#### WHAT THE EXERCISE ASKS
Your answer should be the records below, written out exactly.
+ + +
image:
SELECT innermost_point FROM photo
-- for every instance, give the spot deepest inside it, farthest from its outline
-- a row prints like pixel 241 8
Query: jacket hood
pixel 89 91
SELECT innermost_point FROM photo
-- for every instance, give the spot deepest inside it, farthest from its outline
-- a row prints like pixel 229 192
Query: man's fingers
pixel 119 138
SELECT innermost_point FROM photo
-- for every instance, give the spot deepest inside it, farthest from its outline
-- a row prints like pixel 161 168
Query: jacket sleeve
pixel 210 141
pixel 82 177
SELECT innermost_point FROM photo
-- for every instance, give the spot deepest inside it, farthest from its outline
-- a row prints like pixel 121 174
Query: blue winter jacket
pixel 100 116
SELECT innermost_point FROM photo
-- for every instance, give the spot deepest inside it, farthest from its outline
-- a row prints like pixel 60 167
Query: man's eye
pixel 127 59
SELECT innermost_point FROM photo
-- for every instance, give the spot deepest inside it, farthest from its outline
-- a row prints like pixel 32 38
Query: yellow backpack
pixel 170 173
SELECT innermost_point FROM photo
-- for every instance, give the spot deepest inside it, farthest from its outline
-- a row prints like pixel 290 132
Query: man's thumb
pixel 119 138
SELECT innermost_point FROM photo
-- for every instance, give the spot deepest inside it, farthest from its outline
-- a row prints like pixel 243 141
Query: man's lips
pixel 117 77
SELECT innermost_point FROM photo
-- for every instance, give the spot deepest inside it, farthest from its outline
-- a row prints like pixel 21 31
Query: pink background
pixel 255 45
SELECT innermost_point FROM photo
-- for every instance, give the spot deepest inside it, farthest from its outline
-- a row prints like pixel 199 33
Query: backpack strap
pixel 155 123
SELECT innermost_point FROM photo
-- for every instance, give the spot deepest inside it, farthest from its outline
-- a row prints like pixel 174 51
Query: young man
+ + +
#### RESPONSE FOR THIS EXERCISE
image:
SELECT innermost_point FROM photo
-- for every instance, give the spot deepest inside it, farthest from its outline
-- a row prints like pixel 241 8
Query: jacket hood
pixel 89 91
SELECT innermost_point FROM photo
-- for every instance, give the spot deepest inside it, farthest from its outline
-- a row prints like pixel 229 192
Query: man's fingers
pixel 119 138
SELECT innermost_point FROM photo
-- for every instance, give the spot deepest inside it, farthest from its outline
-- a row prints like pixel 161 168
Query: jacket sleeve
pixel 210 141
pixel 82 177
SELECT innermost_point FROM photo
-- for every instance, give the spot deepest inside it, farthest from its outline
-- a row prints like pixel 121 174
Query: blue winter jacket
pixel 100 116
SELECT innermost_point FROM photo
-- for every instance, give the spot deepest inside it, farthest from its outline
-- a row prints like pixel 60 167
Query: man's eye
pixel 127 59
SELECT innermost_point FROM photo
-- for every instance, give the spot deepest inside it, farthest from its outline
-- a row prints like pixel 32 38
Query: yellow backpack
pixel 170 173
SELECT innermost_point FROM photo
-- for every instance, give the spot deepest inside it, farthest from its outline
-- a row prints like pixel 290 132
Query: man's thumb
pixel 119 138
SELECT innermost_point FROM photo
-- for every instance, give the spot deepest inside it, farthest from its outline
-- a row prints like pixel 243 141
Query: man's lips
pixel 117 77
SELECT innermost_point FROM photo
-- for every instance, give the spot deepest inside it, farthest from its outline
-- a row prints like pixel 21 31
Query: pink background
pixel 255 45
SELECT innermost_point FROM photo
-- for every instance, give the spot deepest inside it, farthest from its outline
-- a row prints like pixel 199 33
Query: backpack strap
pixel 155 123
SELECT innermost_point FROM photo
-- for every instance, give the spot deepest inside it, farthest from its outline
-- a row prints like pixel 174 51
Query: young man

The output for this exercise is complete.